▶ [Exercise directions]: Return the part of the baseball column from "Unfortunately, none of" to "sacrifice bunt, too.", word for word.

━━━ Extract to read

Just as well. Because it’s not baseball I want to see.

A schedule with so few games that the regular season is meaningless. A postseason with so many teams that it’s not special.

A game bastardized by made-up rules where everything is dictated by the chase for the almighty dollar.

Why even bother?

Declare defeat now and spare us all the arguing between players and management. Come back next year with a plan that respects both the baseball of today and the past it so glorifies.

Let the Grand Old Game take a break while there’s still something grand about it.

We’ve been without baseball for more than three months now, so it’s not like we can’t live without it. Yes, we’d like to see Clayton Kershaw pitch his way out of a jam or Mike Trout come to the plate with the bases loaded, but there’s no case so compelling for the sport returning that we can’t sit out the rest of the year.

Especially when the alternative is the Mickey Mouse assortment of rule changes for the short season that threaten to make it unwatchable.

That comes with apologies to Mickey, who would be ashamed to have his name attached to what this once great game is trying to become.

Sure, there are changes that baseball could make for the better. The sport is in urgent need of some tinkering if it ever hopes to regain its spot as America’s Pastime.

Unfortunately, none of those changes are contained in proposals from either the players or the owners. Both sides are so consumed with greed that the things they offer seem more intent on destroying the fabric of the game than preserving it for the future.

The DH will be implemented across baseball, that’s pretty much a given. Pitchers will no longer swing bats, which basically means the elimination of the sacrifice bunt, too.

The subtle strategies that have delighted baseball fans for more than a century will be no more. A game of nuance and complexity will become little more than a glorified Home Run Derby, with pitchers throwing as hard as they can and batters swinging even harder.

Tune into a game and you might recognize the Yankee pinstripes or the Dodger home whites. I say might, because they’ll be covered with ads for Verizon, Budweiser or even the My Pillow guy.

Don’t worry about staying up too late to watch. If a game goes into extra innings, they will likely start just like your high school softball games — with a runner on second base. If that runner doesn’t score, the game may simply be called a tie.

Doubleheaders could be reduced to seven innings. Starting pitchers may have to beg their manager to get to the fifth inning to get an official win but could conceivably return later to the game for the save.

And it will all take place in empty stadiums, with players grumpy they’re playing in a bubble and even grumpier they’re not getting their full $30 million salary.

What’s the point? Who would even begin to care enough to tune in?

Other than degenerate gamblers, my guess is not many. Baseball struggles to get eyeballs on TV in the regular season in normal times and even fewer fans will care when they figure out the entire regular season is as irrelevant as spring training.

That could, of course change. The great baseball minds who have gotten us this far might have even more ideas to really get the juices flowing among fans.

Orange baseballs? Check. A fourth “rover” outfielder to fill in those gaps in the shift? Sure, why not.

How about allowing managers to reshuffle their lineups in the ninth inning if they’re behind? And who ever said the three-strike, four-ball rule had to be set in stone?

They’re all the same thing, gimmicks for what would be a gimmicky season. Actually, it wouldn’t even be a season, just a series of games to try and get fans to somehow care about the playoffs.

And in a game of numbers the only number that would really matter is how many players test positive for the coronavirus.

In the end, there’s simply no compelling reason to play baseball this summer. And there’s certainly no reason to radically change the game just to do it.

It’s likely the virus will eventually make the final determination whether to spare us from the worst laid plans on both sides of the table.

But there’s no reason to wait any longer to call it quits.

━━━━━━
━━━ Provided material

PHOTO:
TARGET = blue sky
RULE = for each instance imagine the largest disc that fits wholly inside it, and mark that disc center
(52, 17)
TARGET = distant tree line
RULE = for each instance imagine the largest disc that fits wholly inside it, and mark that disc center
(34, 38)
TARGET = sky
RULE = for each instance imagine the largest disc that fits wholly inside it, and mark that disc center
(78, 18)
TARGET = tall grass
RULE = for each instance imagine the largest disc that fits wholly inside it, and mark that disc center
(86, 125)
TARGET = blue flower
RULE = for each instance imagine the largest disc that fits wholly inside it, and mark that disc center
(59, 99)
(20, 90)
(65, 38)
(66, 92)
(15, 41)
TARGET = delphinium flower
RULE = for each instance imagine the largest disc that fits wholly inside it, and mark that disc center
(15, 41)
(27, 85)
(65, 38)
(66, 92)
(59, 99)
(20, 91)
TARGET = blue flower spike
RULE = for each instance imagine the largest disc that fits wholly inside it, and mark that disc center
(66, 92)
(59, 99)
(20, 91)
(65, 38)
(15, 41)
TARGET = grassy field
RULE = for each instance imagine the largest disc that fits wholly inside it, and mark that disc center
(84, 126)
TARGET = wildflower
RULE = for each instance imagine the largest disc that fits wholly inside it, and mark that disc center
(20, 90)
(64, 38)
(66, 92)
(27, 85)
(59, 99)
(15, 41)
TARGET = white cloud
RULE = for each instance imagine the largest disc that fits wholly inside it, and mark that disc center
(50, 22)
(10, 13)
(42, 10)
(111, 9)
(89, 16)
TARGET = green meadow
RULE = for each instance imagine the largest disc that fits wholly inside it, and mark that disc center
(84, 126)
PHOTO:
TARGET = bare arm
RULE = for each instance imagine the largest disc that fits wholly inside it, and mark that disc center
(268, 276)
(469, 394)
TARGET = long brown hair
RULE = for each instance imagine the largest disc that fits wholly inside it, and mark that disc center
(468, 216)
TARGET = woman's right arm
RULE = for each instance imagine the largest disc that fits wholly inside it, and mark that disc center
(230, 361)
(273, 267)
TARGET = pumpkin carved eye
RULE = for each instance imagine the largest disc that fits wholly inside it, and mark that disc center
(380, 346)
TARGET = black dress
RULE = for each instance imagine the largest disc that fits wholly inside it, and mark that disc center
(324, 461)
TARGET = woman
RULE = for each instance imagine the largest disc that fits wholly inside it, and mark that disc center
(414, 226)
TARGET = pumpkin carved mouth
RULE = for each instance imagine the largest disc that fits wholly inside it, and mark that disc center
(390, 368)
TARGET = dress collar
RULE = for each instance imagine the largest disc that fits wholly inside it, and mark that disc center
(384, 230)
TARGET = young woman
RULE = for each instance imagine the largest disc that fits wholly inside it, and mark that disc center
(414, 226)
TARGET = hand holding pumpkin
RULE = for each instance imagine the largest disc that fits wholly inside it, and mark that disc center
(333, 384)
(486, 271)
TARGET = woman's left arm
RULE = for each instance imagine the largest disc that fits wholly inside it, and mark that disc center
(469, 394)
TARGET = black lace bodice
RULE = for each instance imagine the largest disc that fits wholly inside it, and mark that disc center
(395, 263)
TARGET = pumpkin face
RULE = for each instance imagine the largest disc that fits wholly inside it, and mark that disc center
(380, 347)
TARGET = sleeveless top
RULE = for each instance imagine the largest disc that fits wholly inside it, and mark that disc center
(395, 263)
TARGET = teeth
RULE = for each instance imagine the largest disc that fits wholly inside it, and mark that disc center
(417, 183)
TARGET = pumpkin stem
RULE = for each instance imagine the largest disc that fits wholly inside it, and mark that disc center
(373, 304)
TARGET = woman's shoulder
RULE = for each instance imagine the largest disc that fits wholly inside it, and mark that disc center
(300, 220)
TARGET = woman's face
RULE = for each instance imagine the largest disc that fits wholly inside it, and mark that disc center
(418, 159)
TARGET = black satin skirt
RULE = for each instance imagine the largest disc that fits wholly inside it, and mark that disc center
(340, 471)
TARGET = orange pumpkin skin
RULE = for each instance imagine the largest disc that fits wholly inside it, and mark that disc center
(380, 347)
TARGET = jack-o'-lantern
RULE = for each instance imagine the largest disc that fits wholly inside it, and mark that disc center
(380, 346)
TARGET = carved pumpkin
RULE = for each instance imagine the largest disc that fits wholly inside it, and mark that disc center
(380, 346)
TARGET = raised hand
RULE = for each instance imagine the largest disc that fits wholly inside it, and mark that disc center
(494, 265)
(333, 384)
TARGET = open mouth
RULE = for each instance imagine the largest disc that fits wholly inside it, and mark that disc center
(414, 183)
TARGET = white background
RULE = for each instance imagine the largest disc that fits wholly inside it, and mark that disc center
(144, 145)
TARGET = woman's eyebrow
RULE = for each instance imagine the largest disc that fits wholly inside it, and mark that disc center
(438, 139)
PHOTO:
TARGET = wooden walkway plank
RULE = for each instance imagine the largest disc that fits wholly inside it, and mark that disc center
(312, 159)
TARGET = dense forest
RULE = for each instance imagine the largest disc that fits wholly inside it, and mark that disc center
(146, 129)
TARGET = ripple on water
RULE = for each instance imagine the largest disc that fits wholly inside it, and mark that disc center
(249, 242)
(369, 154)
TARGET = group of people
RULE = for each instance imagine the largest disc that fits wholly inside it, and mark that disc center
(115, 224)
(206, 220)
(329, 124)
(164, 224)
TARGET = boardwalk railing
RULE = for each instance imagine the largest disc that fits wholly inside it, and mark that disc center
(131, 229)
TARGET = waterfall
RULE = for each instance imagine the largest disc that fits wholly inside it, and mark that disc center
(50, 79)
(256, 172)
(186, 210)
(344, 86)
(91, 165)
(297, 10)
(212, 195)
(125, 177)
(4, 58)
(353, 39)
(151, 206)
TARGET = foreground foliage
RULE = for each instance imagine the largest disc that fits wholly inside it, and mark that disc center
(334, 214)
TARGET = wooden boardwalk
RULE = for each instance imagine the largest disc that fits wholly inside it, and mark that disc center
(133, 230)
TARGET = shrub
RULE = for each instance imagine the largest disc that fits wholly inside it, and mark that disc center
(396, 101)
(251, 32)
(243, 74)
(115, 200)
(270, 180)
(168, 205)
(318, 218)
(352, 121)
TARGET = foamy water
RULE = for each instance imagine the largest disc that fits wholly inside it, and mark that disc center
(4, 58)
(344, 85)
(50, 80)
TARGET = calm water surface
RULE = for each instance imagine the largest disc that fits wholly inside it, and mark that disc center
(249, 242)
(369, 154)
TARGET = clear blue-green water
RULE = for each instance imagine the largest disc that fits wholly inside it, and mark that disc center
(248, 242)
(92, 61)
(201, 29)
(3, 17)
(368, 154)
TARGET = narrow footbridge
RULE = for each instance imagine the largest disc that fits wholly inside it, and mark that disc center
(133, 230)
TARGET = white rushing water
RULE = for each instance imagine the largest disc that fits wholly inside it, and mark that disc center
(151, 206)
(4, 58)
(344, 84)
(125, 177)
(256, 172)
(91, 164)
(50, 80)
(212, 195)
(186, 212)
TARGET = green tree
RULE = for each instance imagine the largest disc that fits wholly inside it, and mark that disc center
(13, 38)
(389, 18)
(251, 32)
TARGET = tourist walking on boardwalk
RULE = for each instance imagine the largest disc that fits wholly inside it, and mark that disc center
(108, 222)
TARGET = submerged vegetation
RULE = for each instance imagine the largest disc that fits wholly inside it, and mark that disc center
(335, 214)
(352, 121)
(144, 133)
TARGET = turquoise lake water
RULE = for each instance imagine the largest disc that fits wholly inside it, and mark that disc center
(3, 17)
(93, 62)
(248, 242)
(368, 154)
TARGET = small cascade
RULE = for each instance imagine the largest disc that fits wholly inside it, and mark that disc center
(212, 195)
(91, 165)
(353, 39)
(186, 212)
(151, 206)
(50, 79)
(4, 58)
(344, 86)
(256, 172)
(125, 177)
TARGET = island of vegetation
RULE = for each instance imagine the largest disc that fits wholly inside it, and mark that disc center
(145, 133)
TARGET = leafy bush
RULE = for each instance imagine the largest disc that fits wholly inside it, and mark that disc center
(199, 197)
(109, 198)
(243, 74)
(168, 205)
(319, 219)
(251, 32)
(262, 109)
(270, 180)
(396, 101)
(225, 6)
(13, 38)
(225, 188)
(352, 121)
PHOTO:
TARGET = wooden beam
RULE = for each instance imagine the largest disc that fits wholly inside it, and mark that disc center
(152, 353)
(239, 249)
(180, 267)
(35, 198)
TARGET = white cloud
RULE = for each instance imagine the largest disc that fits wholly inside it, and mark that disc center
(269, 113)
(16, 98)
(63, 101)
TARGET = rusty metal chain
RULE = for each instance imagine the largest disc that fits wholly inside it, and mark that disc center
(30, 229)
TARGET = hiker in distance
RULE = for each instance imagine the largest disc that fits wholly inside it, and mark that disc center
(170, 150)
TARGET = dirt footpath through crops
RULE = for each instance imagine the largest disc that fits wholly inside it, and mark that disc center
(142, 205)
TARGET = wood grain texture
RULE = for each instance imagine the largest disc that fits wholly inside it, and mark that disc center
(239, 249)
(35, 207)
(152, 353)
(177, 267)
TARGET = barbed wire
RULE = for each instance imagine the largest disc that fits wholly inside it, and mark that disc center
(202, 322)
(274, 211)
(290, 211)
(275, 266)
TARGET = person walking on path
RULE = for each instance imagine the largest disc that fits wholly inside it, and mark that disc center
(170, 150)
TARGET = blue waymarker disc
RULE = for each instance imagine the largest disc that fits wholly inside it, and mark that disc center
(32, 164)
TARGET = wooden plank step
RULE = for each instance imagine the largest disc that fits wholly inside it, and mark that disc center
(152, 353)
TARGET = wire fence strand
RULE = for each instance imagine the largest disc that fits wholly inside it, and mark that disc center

━━━━━━

▶ [Solved exercise]:
Unfortunately, none of those changes are contained in proposals from either the players or the owners. Both sides are so consumed with greed that the things they offer seem more intent on destroying the fabric of the game than preserving it for the future.

The DH will be implemented across baseball, that’s pretty much a given. Pitchers will no longer swing bats, which basically means the elimination of the sacrifice bunt, too.